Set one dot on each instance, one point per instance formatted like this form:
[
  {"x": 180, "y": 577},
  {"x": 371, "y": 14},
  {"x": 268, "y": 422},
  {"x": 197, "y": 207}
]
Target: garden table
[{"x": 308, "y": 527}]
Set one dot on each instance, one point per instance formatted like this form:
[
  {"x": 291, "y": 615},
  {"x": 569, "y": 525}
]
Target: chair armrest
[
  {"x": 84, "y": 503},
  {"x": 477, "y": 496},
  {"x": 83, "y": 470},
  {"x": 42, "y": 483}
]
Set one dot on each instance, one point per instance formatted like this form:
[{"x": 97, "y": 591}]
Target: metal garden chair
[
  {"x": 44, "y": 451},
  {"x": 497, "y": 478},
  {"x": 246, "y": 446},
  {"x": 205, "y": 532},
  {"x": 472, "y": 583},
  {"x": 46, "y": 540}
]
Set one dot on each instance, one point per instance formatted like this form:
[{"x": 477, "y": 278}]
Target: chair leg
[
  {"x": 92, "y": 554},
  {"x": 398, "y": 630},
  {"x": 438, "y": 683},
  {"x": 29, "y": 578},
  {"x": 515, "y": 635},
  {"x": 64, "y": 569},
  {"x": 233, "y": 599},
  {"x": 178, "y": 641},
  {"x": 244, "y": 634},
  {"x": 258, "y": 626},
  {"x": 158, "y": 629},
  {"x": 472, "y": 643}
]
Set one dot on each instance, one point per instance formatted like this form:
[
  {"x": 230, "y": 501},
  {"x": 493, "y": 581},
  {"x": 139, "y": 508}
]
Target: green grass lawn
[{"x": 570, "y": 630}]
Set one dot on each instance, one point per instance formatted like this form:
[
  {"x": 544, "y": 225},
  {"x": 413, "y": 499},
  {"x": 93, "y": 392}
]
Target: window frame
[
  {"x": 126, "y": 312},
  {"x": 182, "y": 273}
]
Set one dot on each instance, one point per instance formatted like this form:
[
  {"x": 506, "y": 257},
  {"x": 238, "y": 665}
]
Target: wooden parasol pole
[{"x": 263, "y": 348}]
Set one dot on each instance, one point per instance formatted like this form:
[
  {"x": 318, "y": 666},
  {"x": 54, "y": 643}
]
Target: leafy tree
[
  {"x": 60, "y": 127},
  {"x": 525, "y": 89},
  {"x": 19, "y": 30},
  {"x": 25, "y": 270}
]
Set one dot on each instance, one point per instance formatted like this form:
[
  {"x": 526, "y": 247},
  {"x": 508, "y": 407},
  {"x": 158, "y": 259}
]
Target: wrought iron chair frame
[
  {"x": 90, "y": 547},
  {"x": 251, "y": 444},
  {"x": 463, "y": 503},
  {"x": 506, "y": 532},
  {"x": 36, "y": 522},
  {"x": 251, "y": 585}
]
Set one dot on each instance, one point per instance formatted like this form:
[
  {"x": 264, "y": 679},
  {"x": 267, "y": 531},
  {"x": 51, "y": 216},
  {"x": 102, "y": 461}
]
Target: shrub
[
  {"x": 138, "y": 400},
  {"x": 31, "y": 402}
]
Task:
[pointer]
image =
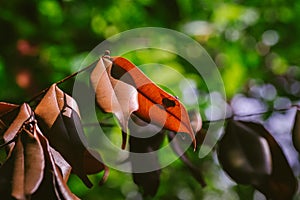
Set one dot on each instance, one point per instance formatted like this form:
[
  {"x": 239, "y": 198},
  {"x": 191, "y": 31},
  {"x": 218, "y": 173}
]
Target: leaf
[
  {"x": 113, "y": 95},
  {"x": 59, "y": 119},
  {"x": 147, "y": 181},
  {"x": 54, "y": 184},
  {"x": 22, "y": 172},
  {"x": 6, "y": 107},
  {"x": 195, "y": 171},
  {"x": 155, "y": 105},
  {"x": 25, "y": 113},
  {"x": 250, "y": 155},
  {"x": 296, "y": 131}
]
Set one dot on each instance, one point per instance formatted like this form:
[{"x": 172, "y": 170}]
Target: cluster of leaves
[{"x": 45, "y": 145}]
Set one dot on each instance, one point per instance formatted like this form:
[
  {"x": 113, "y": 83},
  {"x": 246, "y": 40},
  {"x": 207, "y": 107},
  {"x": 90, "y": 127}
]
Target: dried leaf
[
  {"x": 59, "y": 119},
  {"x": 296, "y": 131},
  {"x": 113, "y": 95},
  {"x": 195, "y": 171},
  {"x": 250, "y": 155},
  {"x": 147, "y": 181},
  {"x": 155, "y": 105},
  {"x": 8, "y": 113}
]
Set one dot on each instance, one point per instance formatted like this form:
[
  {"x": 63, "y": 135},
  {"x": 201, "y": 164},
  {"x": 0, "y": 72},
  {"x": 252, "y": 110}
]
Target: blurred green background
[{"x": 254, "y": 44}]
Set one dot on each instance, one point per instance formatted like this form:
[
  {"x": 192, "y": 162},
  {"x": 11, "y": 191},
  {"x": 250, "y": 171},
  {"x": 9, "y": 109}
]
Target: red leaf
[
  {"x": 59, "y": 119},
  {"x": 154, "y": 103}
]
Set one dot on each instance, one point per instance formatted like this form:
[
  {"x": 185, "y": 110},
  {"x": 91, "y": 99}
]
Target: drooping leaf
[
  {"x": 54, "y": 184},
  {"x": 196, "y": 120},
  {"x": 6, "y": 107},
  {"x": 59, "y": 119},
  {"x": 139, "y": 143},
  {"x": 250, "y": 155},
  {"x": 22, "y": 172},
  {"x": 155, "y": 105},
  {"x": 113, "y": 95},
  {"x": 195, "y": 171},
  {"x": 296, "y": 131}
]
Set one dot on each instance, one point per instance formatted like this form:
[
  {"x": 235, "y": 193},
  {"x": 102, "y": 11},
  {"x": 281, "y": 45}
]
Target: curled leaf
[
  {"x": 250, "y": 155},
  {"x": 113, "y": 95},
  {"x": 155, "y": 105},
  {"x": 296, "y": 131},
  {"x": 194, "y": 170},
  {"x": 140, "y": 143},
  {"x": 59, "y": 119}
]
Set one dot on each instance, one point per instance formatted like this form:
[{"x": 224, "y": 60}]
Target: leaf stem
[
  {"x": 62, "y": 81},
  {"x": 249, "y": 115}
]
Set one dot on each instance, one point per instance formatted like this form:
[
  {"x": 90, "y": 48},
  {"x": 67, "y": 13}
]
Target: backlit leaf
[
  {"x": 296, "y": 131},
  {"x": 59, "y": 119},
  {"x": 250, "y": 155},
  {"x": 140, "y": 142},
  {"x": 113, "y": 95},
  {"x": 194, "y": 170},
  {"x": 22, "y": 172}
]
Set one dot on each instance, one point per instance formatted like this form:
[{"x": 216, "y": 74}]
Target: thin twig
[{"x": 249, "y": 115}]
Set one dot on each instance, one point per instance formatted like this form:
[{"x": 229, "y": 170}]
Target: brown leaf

• [Goal]: Pictures stay out of the copy; please restate every record above exactly.

• [Solution]:
Set one dot on each instance, one point per instance formatted like this form:
[
  {"x": 180, "y": 577},
  {"x": 371, "y": 14},
  {"x": 268, "y": 422},
  {"x": 197, "y": 207}
]
Target: garden table
[{"x": 308, "y": 527}]
Set one dot on each instance, one point per instance formatted like this form:
[
  {"x": 291, "y": 615},
  {"x": 569, "y": 525}
]
Target: chair armrest
[
  {"x": 84, "y": 503},
  {"x": 477, "y": 496},
  {"x": 83, "y": 470},
  {"x": 42, "y": 483}
]
Set one dot on each instance, one point per instance formatted like this form:
[{"x": 97, "y": 591}]
Target: metal garden chair
[
  {"x": 44, "y": 451},
  {"x": 497, "y": 478},
  {"x": 246, "y": 446},
  {"x": 205, "y": 532},
  {"x": 472, "y": 583},
  {"x": 46, "y": 540}
]
Set one dot on each instance, one point per instance formatted like this form:
[{"x": 477, "y": 278}]
Target: chair leg
[
  {"x": 92, "y": 554},
  {"x": 398, "y": 630},
  {"x": 438, "y": 683},
  {"x": 29, "y": 578},
  {"x": 515, "y": 635},
  {"x": 64, "y": 569},
  {"x": 233, "y": 599},
  {"x": 178, "y": 641},
  {"x": 244, "y": 634},
  {"x": 258, "y": 626},
  {"x": 158, "y": 629},
  {"x": 472, "y": 643}
]
Set one dot on each instance, one point per instance formatted like this form:
[
  {"x": 230, "y": 501},
  {"x": 493, "y": 581},
  {"x": 139, "y": 508}
]
Target: green grass lawn
[{"x": 570, "y": 630}]
Set one dot on each instance, one point per instance formatted like this form:
[
  {"x": 544, "y": 225},
  {"x": 413, "y": 499},
  {"x": 93, "y": 392}
]
Target: window frame
[
  {"x": 126, "y": 312},
  {"x": 182, "y": 273}
]
Set one dot on each instance, one point per instance formatted like this form:
[
  {"x": 506, "y": 257},
  {"x": 238, "y": 665}
]
Target: wooden parasol pole
[{"x": 263, "y": 348}]
Set one dot on each instance, one point per instance formatted like this form:
[
  {"x": 318, "y": 666},
  {"x": 54, "y": 643}
]
Target: leafy tree
[
  {"x": 60, "y": 127},
  {"x": 525, "y": 89},
  {"x": 19, "y": 30},
  {"x": 25, "y": 270}
]
Set one dot on each instance, one point per instance formatted like this form:
[
  {"x": 526, "y": 247},
  {"x": 508, "y": 407},
  {"x": 158, "y": 259}
]
Target: wrought iron chair frame
[
  {"x": 90, "y": 547},
  {"x": 251, "y": 444},
  {"x": 463, "y": 503},
  {"x": 506, "y": 532},
  {"x": 36, "y": 522},
  {"x": 251, "y": 585}
]
Set one dot on each instance, one point per instance formatted like this form:
[
  {"x": 264, "y": 679},
  {"x": 267, "y": 531},
  {"x": 51, "y": 216},
  {"x": 102, "y": 461}
]
Target: shrub
[
  {"x": 138, "y": 400},
  {"x": 31, "y": 402}
]
Task:
[pointer]
image =
Set one dot on each instance, one point per instance formatted like this form:
[
  {"x": 239, "y": 198},
  {"x": 191, "y": 31},
  {"x": 218, "y": 173}
]
Target: leaf
[
  {"x": 113, "y": 95},
  {"x": 59, "y": 119},
  {"x": 147, "y": 181},
  {"x": 54, "y": 184},
  {"x": 22, "y": 172},
  {"x": 6, "y": 107},
  {"x": 195, "y": 171},
  {"x": 155, "y": 105},
  {"x": 25, "y": 113},
  {"x": 250, "y": 155},
  {"x": 296, "y": 131}
]
Set one dot on each instance, one point per instance formatted like this form:
[{"x": 172, "y": 170}]
Target: cluster of leaves
[{"x": 45, "y": 145}]
Set one dot on each instance, one point per instance formatted like this form:
[
  {"x": 113, "y": 83},
  {"x": 246, "y": 40},
  {"x": 207, "y": 107},
  {"x": 90, "y": 127}
]
Target: dried leaf
[
  {"x": 59, "y": 119},
  {"x": 296, "y": 131},
  {"x": 113, "y": 95},
  {"x": 195, "y": 171},
  {"x": 250, "y": 155},
  {"x": 147, "y": 181},
  {"x": 155, "y": 105},
  {"x": 8, "y": 113}
]
Set one dot on each instance, one point per instance formatted like this form:
[
  {"x": 63, "y": 135},
  {"x": 201, "y": 164},
  {"x": 0, "y": 72},
  {"x": 252, "y": 110}
]
Target: blurred green background
[{"x": 254, "y": 44}]
Set one dot on each instance, one point per instance formatted like this form:
[
  {"x": 192, "y": 162},
  {"x": 11, "y": 191},
  {"x": 250, "y": 171},
  {"x": 9, "y": 109}
]
Target: red leaf
[
  {"x": 59, "y": 119},
  {"x": 154, "y": 103}
]
Set one dot on each instance, one point per instance formatted like this form:
[
  {"x": 185, "y": 110},
  {"x": 91, "y": 99}
]
Target: drooping leaf
[
  {"x": 54, "y": 184},
  {"x": 196, "y": 120},
  {"x": 6, "y": 107},
  {"x": 59, "y": 119},
  {"x": 139, "y": 143},
  {"x": 250, "y": 155},
  {"x": 22, "y": 172},
  {"x": 155, "y": 105},
  {"x": 113, "y": 95},
  {"x": 195, "y": 171},
  {"x": 296, "y": 131}
]
Set one dot on each instance, one point per instance formatted like this form:
[
  {"x": 235, "y": 193},
  {"x": 102, "y": 11},
  {"x": 281, "y": 45}
]
Target: curled leaf
[
  {"x": 250, "y": 155},
  {"x": 113, "y": 95},
  {"x": 155, "y": 105},
  {"x": 296, "y": 131},
  {"x": 194, "y": 170},
  {"x": 140, "y": 143},
  {"x": 59, "y": 119}
]
Set one dot on each instance, one point per instance formatted like this form:
[{"x": 224, "y": 60}]
Target: leaf stem
[
  {"x": 62, "y": 81},
  {"x": 249, "y": 115}
]
Set one dot on each instance, one point per instance formatted like this form:
[
  {"x": 90, "y": 48},
  {"x": 67, "y": 13}
]
Target: backlit leaf
[
  {"x": 296, "y": 131},
  {"x": 59, "y": 119},
  {"x": 250, "y": 155},
  {"x": 140, "y": 142},
  {"x": 113, "y": 95},
  {"x": 194, "y": 170},
  {"x": 22, "y": 172}
]
Set one dot on each instance, one point per instance formatted like this form:
[{"x": 216, "y": 74}]
Target: thin twig
[{"x": 249, "y": 115}]
Set one dot on each instance, one point per instance formatted like this form:
[{"x": 229, "y": 170}]
Target: brown leaf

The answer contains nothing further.